- _Task statement_
Repeat word for word the opening stretch of the entries, from the first line through the line containing "positive clicks: (7, 2)".

- _The data_
■ ■ ■ ■
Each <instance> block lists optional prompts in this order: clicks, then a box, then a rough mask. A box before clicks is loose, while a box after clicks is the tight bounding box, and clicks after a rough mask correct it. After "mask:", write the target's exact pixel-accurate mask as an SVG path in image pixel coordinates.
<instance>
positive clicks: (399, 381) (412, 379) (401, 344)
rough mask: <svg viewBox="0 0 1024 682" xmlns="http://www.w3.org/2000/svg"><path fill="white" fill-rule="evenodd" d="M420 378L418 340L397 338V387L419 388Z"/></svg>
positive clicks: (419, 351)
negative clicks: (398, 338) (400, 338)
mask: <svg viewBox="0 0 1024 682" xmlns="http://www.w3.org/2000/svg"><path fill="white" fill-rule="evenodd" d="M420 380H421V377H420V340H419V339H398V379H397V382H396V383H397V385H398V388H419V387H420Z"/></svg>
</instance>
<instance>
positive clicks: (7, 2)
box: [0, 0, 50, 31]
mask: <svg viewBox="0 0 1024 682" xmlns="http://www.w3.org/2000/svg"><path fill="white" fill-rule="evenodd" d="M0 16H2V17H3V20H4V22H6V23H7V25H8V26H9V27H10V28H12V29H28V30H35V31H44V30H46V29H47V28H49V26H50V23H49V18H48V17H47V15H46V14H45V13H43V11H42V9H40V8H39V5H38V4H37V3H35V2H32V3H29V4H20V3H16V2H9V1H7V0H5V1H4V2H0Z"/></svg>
■ ■ ■ ■
- _Output for this task_
Each <instance> block lists optional prompts in this order: clicks, then a box, then a rough mask. A box before clicks is loose, while a box after clicks is the tight bounding box, and clicks after a rough mask correct it. After "mask:", write the target's exact pixel-accurate mask as an SVG path in image pixel coordinates.
<instance>
positive clicks: (399, 381) (412, 379) (401, 344)
rough mask: <svg viewBox="0 0 1024 682" xmlns="http://www.w3.org/2000/svg"><path fill="white" fill-rule="evenodd" d="M420 378L418 340L397 338V387L419 388Z"/></svg>
positive clicks: (419, 351)
negative clicks: (398, 338) (400, 338)
mask: <svg viewBox="0 0 1024 682" xmlns="http://www.w3.org/2000/svg"><path fill="white" fill-rule="evenodd" d="M420 380H421V377H420V340H419V339H398V379H397V382H396V383H397V385H398V388H419V387H420Z"/></svg>
</instance>
<instance>
positive clicks: (7, 2)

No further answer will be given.